Turn each line of the entries below into a numbered list, dropping any blank lines.
───── Available data
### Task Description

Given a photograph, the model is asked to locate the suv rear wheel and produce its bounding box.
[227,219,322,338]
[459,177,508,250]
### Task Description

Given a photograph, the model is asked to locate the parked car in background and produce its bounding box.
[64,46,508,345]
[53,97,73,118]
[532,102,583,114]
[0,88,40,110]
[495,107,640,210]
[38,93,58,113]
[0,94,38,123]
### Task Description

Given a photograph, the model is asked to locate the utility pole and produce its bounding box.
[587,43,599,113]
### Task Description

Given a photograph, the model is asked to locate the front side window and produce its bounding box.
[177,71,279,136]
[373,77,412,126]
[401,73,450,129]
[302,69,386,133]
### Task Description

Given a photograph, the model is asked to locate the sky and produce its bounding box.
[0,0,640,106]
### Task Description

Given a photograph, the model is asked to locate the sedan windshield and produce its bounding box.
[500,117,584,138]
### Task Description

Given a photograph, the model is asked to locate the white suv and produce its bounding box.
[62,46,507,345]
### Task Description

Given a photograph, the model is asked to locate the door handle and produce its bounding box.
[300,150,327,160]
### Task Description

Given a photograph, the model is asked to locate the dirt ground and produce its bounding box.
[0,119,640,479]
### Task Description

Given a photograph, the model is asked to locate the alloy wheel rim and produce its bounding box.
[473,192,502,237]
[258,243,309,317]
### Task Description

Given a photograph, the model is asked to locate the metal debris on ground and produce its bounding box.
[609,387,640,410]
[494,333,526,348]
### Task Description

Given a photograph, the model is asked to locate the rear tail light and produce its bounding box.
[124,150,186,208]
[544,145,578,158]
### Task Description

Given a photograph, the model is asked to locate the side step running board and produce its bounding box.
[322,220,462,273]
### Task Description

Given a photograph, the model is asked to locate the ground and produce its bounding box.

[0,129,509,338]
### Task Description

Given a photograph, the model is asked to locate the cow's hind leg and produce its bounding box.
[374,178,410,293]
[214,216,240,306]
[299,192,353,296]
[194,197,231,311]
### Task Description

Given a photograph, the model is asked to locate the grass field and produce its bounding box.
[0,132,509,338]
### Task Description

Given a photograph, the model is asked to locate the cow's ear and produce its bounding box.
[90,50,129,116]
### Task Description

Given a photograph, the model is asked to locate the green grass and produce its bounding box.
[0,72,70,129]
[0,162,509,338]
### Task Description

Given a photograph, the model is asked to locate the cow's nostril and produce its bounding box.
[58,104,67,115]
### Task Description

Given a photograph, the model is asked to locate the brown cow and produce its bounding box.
──────────
* Correct response *
1. ### Task Description
2. Given a photograph, the model is asked to locate the suv rear wheel and produce its bounding box.
3. [227,219,322,338]
4. [459,177,508,250]
5. ### Task Description
6. Given a photograph, the model is asked to locate the parked car in background and produce its bounding box.
7. [64,46,508,345]
8. [53,97,73,118]
9. [532,102,583,114]
10. [0,88,40,110]
11. [495,107,640,210]
12. [38,93,58,113]
13. [0,94,38,123]
14. ### Task Description
15. Given a photograph, the model is asked to locate the utility pole and produce its bounding box.
16. [587,43,599,113]
17. ### Task Description
18. Given a photograph, the model is asked to locate the front side window and produce its bounding box.
19. [177,71,279,136]
20. [373,77,412,126]
21. [401,73,450,129]
22. [302,69,386,133]
23. ### Task Description
24. Given a photograph, the model is asked to locate the sky and produce its bounding box.
25. [0,0,640,106]
26. ### Task Description
27. Given a photograph, the model is asked to locate the sedan windshield and produce its bounding box.
28. [500,117,584,138]
29. ### Task Description
30. Given a photograph, the model is asked to locate the white suv and produce its bounding box.
31. [62,46,507,345]
32. ### Task Description
33. Given a photograph, the model is asked to locate the door handle and produce its bounding box.
34. [300,150,327,160]
35. ### Task Description
36. Given a photograph, the model is asked to locate the dirt ground and produce its bounding box.
37. [0,119,640,479]
38. ### Task Description
39. Given a photograph, the model is asked to locate the alloy wheel rim and produce its bounding box.
40. [473,192,502,237]
41. [258,243,309,317]
42. ### Task Description
43. Given a photograph, the model is asked to locate the metal debris on ground and produce its bounding box.
44. [609,387,640,410]
45. [494,333,526,348]
46. ### Task Description
47. Given a photograph, the model is asked to locate the rear tail light and produce its bounding box.
48. [124,150,186,208]
49. [544,145,578,158]
50. ### Task Description
51. Given a photograph, the model is asked to locate the side step running board and produce its bounding box.
52. [322,220,462,273]
53. ### Task Description
54. Given a photograph, the model is asked to locate the ground and produce its bounding box.
55. [0,129,509,338]
56. ### Task Description
57. Given a photograph, the model is asked to locate the cow's hind leg and produce its bounding box.
58. [374,178,410,293]
59. [214,216,240,306]
60. [299,192,353,296]
61. [194,197,231,311]
62. ### Task Description
63. Given a photograph, the model is asked to locate the grass field and produce its bounding box.
64. [0,132,509,338]
65. ### Task Description
66. Given a photograph, the model is asked to locate the cow's ear and produce its bounding box.
67. [90,50,129,116]
68. ### Task Description
69. Given a photograph, the model is asked to locate the green grass and produce its bounding box.
70. [0,72,70,129]
71. [0,162,509,338]
72. ### Task Description
73. Given a photograph, the model is asked to locate the cow's nostril and produce its bounding box.
74. [58,104,67,115]
75. ### Task Description
76. Given a photograph, the model is asked to locate the brown cow and produce its bounding box.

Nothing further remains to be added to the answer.